**Exercise prompt:** Your task is to repeat all of the data exactly while excluding the pictures.

### Extracted entries ###

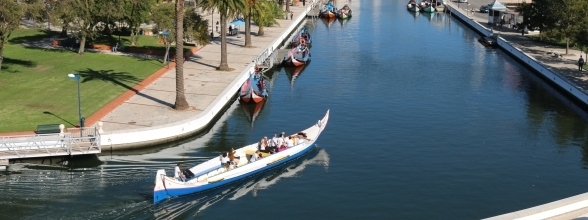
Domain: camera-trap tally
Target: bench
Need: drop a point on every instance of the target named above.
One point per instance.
(48, 129)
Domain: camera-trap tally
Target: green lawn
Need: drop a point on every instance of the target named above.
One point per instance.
(35, 88)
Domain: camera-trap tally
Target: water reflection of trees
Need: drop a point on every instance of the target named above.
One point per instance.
(564, 119)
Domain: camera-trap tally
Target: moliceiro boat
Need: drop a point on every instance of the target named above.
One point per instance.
(212, 174)
(301, 37)
(298, 56)
(328, 10)
(254, 89)
(426, 6)
(412, 6)
(344, 12)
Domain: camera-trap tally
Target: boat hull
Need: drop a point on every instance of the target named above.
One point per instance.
(328, 14)
(166, 187)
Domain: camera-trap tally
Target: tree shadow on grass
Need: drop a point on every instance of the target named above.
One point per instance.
(31, 38)
(119, 79)
(25, 63)
(50, 113)
(8, 62)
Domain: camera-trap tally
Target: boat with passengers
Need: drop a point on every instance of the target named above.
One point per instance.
(213, 174)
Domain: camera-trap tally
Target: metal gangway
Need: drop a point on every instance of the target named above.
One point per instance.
(72, 141)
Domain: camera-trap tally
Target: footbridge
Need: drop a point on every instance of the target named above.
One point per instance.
(68, 142)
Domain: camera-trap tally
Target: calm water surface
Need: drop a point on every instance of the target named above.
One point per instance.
(425, 124)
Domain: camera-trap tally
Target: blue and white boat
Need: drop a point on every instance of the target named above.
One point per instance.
(211, 174)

###

**Written solution:**
Domain: camera-trap tally
Target: bench
Need: drop a point on every instance of the target named above.
One point per instance.
(48, 129)
Domain: camera-trap tally
Target: green lawn
Need: drop a point on every instance of the target named above.
One point per instance.
(35, 88)
Domain: camera-trap tally
Target: water reflection of trees
Need: drop a point on every instance of the target named above.
One point per instance.
(564, 119)
Domain: camera-trap tally
Target: moliceiro boat
Need: drop a point on every instance of the target named above.
One point per instance.
(212, 174)
(301, 37)
(298, 56)
(328, 10)
(254, 89)
(426, 6)
(412, 6)
(344, 12)
Domain: camera-trap tally
Target: boat hull
Need: drop a point on every instance of the target named above.
One point per instance.
(328, 14)
(166, 187)
Domain: camera-trap tally
Target: tree shadow on grass
Need: drop a point on every instance of the target named above.
One point per instance.
(31, 38)
(119, 79)
(25, 63)
(50, 113)
(8, 62)
Domain: camera-trap tally
Target: boat with passengers
Need: drop a point on every instance of the target named above.
One point per instance.
(213, 174)
Domain: camera-trap tally
Target: metal gangway
Need: drop a point on every instance of the target named above.
One point per instance.
(72, 141)
Domain: camera-trap tally
Target: footbridge
Need: drop a point on every instance of the target named above.
One point per instance.
(68, 142)
Domain: camera-trap tally
Target: calm water surface
Need: drop a point on every instance of the target named above.
One point per instance.
(425, 124)
Domain: camera-trap tally
Target: blue and white boat
Need: drop a point on every instance of the target named above.
One point per instance.
(211, 174)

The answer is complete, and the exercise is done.